Goal
Locate the line that contains "Could you please pick out the rocky" in the entries below. Retype it and all following lines through the final one, character for character.

"""

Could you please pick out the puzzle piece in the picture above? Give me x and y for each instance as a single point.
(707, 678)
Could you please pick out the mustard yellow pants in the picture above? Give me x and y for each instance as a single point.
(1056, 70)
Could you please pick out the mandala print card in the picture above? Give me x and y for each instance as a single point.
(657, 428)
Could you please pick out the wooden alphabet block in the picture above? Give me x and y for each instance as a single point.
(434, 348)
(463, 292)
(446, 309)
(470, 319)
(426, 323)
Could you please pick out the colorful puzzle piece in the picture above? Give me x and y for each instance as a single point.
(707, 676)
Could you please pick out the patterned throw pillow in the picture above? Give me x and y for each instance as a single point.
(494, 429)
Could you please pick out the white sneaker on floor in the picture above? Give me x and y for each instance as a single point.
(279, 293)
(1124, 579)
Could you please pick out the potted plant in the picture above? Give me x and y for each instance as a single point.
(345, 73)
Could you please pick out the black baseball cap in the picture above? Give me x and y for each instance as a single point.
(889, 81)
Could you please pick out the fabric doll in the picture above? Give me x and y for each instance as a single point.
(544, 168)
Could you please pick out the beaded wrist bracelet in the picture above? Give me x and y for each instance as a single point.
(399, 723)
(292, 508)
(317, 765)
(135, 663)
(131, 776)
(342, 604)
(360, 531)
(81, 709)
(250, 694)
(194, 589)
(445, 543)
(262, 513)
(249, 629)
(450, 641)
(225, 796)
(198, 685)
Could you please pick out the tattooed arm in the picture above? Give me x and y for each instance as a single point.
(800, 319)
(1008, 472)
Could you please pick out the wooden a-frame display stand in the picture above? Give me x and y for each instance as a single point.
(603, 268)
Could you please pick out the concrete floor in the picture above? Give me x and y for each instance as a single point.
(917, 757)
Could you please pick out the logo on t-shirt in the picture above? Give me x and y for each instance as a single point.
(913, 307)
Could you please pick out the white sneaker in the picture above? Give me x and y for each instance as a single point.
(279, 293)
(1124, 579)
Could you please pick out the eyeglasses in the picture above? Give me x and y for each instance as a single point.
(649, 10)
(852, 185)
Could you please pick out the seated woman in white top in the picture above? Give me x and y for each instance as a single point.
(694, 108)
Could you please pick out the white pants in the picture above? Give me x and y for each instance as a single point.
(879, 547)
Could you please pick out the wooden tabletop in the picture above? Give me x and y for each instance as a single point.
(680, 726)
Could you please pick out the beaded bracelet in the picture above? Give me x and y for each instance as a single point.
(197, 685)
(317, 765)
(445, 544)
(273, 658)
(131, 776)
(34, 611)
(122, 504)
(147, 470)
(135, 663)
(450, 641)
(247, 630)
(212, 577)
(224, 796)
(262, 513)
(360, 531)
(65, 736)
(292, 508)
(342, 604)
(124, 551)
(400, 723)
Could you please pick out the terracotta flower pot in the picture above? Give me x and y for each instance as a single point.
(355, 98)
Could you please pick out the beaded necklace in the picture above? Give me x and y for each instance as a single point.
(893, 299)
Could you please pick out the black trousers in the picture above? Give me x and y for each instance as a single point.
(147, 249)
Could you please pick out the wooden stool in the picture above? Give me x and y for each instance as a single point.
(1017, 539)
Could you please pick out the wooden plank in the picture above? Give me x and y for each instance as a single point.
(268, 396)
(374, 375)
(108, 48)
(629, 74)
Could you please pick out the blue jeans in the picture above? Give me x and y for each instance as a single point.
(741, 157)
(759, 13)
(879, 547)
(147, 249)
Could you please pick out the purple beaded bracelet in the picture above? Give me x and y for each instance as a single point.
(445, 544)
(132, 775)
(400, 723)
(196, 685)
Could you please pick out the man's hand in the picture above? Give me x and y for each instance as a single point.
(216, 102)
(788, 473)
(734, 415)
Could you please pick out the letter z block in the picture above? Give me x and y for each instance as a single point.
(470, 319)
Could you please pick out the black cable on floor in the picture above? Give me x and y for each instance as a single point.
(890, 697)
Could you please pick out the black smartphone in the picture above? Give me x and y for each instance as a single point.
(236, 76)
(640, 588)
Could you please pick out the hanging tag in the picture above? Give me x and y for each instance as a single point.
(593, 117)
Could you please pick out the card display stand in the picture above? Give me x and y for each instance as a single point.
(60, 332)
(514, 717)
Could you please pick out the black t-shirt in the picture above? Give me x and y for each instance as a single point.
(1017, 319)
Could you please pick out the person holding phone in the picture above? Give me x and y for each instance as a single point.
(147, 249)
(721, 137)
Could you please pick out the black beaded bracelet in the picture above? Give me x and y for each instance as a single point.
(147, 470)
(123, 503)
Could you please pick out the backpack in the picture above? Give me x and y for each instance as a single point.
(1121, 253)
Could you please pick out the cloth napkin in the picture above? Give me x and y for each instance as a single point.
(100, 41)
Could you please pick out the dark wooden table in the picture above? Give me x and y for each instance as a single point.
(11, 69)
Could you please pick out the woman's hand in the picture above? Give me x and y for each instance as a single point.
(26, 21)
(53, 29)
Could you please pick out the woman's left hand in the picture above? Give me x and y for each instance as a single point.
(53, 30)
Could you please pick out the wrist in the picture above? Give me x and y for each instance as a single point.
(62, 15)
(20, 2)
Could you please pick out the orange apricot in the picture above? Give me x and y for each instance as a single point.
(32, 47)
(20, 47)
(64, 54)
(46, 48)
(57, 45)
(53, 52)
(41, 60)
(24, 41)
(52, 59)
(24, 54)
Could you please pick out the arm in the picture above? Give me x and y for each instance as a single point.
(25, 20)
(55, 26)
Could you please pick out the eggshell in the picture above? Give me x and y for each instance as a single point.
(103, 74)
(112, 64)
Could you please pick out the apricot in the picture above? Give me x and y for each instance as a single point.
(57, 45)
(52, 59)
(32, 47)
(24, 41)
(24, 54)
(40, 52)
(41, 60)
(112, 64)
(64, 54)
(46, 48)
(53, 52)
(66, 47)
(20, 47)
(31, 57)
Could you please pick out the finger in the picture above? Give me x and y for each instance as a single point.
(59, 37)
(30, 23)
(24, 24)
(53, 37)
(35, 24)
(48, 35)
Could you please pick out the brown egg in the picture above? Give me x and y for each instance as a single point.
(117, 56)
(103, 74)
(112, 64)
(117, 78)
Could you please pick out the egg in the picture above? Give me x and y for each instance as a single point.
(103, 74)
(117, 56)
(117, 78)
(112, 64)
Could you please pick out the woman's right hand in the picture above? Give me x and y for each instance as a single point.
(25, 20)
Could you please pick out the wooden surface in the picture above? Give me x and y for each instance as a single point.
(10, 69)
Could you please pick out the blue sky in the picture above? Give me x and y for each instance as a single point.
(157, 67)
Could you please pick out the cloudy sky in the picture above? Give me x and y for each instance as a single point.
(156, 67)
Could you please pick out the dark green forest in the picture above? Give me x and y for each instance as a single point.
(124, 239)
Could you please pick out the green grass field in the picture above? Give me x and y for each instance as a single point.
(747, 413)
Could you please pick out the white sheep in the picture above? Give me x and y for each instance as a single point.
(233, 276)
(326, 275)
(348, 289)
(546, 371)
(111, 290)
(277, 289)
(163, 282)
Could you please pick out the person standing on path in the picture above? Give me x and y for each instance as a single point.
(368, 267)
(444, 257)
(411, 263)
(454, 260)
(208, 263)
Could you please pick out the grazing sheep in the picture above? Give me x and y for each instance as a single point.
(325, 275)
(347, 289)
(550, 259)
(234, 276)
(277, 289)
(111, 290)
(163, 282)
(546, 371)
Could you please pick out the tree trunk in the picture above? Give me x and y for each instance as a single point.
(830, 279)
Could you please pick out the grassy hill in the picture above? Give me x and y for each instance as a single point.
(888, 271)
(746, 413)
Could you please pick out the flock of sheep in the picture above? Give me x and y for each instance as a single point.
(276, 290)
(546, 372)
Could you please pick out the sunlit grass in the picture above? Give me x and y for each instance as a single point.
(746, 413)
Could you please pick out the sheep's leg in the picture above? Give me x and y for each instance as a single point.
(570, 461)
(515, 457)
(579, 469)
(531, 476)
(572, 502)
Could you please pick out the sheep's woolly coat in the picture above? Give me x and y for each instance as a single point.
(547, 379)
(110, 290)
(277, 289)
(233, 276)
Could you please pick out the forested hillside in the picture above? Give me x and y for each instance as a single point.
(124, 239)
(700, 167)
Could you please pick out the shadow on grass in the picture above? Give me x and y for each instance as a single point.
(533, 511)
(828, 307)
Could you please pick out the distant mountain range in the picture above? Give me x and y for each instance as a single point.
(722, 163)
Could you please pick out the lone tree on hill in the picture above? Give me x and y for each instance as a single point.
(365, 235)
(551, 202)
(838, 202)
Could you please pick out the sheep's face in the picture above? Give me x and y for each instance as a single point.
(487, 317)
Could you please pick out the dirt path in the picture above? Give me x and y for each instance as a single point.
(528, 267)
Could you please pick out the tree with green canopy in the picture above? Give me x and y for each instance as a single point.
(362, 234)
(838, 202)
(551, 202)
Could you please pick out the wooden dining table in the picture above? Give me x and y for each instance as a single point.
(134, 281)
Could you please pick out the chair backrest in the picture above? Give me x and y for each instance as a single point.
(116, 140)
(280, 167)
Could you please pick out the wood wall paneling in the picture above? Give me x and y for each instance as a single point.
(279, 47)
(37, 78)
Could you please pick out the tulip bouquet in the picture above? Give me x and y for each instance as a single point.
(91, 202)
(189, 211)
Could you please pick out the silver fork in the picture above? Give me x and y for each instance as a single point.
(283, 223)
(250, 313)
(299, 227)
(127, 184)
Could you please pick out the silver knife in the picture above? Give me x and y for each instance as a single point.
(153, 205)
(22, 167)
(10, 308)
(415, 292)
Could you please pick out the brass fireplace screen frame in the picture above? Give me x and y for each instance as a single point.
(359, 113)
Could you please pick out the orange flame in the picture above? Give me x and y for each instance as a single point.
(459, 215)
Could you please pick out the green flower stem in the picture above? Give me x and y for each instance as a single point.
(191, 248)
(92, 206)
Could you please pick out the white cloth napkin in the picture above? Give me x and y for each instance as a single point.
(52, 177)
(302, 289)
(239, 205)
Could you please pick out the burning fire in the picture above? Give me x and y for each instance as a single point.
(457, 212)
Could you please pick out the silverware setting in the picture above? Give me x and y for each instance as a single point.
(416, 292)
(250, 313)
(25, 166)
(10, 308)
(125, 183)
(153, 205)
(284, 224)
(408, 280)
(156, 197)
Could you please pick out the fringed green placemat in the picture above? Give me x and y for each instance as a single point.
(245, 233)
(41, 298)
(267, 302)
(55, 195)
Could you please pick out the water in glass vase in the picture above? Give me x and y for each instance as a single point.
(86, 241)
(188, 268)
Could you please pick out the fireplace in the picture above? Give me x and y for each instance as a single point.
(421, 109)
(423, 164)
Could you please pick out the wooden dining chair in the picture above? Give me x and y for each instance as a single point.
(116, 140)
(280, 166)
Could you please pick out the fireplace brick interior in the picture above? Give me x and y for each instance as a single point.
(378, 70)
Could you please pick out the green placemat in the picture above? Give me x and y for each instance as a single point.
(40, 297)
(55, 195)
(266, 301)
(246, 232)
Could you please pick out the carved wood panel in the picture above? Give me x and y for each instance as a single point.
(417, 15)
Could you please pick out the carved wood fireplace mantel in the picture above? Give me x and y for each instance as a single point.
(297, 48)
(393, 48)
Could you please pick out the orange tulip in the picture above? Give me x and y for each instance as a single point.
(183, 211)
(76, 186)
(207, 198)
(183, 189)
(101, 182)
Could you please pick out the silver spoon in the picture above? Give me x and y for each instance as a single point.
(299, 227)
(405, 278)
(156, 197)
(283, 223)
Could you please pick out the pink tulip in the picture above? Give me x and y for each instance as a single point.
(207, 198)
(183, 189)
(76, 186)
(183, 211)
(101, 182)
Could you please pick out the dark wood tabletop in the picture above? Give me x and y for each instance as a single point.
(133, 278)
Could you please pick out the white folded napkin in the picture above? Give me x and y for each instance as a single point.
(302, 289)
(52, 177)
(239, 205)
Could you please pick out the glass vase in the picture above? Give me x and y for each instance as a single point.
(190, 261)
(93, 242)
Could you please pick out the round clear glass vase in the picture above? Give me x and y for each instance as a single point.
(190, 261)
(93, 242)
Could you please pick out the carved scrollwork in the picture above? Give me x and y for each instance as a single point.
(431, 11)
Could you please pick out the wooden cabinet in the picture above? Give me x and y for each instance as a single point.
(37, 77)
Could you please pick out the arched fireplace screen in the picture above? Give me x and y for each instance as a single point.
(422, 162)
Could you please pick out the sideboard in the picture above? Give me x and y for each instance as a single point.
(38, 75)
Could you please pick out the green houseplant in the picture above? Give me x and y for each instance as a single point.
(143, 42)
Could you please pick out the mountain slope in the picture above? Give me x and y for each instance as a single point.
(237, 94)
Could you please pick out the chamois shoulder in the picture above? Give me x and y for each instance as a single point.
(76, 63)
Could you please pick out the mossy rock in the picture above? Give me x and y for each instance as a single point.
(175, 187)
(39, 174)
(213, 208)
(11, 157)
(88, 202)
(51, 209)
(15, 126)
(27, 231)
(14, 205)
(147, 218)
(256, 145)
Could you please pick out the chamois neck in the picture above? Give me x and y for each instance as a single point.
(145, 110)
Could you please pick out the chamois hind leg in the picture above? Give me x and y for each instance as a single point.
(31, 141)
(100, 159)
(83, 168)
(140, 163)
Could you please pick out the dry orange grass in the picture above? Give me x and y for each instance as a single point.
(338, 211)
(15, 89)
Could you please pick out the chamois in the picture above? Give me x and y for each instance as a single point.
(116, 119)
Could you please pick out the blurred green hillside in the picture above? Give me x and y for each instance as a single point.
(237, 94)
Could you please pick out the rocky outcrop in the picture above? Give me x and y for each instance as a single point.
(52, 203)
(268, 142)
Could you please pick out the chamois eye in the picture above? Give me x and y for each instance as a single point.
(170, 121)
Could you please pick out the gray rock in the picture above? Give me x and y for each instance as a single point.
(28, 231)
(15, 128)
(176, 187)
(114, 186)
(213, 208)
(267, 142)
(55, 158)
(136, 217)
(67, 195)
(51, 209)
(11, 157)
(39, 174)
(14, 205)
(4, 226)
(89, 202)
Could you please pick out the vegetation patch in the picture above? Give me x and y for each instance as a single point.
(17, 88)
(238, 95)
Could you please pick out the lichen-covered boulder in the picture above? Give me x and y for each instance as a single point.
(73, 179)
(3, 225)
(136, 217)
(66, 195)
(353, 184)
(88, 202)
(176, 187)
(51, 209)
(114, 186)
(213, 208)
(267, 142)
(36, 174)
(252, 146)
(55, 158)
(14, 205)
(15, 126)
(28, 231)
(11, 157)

"""

Solution to this problem
Could you please pick out the rocky outcrop in the picture above? Give me x and y for each instance as a single point.
(52, 203)
(268, 142)
Could you please pick out the chamois eye in the picture above? Give me x and y for each instance as a single point.
(170, 121)
Could you please pick out the gray rock in the picture above? Give me x and y for each instance as a single point.
(28, 231)
(15, 128)
(176, 187)
(114, 186)
(213, 208)
(267, 142)
(55, 158)
(136, 217)
(67, 195)
(51, 209)
(11, 157)
(39, 174)
(14, 205)
(4, 226)
(89, 202)
Could you please pick out the vegetation patch in the picture above? Give me x and y for each instance as a single point.
(17, 88)
(238, 95)
Could you please pick out the lichen-covered boulder in the picture above? Give me x and y for each instance as a single point.
(73, 179)
(3, 225)
(136, 217)
(66, 195)
(353, 184)
(88, 202)
(176, 187)
(51, 209)
(114, 186)
(213, 208)
(267, 142)
(36, 174)
(252, 146)
(55, 158)
(14, 205)
(15, 126)
(28, 231)
(11, 157)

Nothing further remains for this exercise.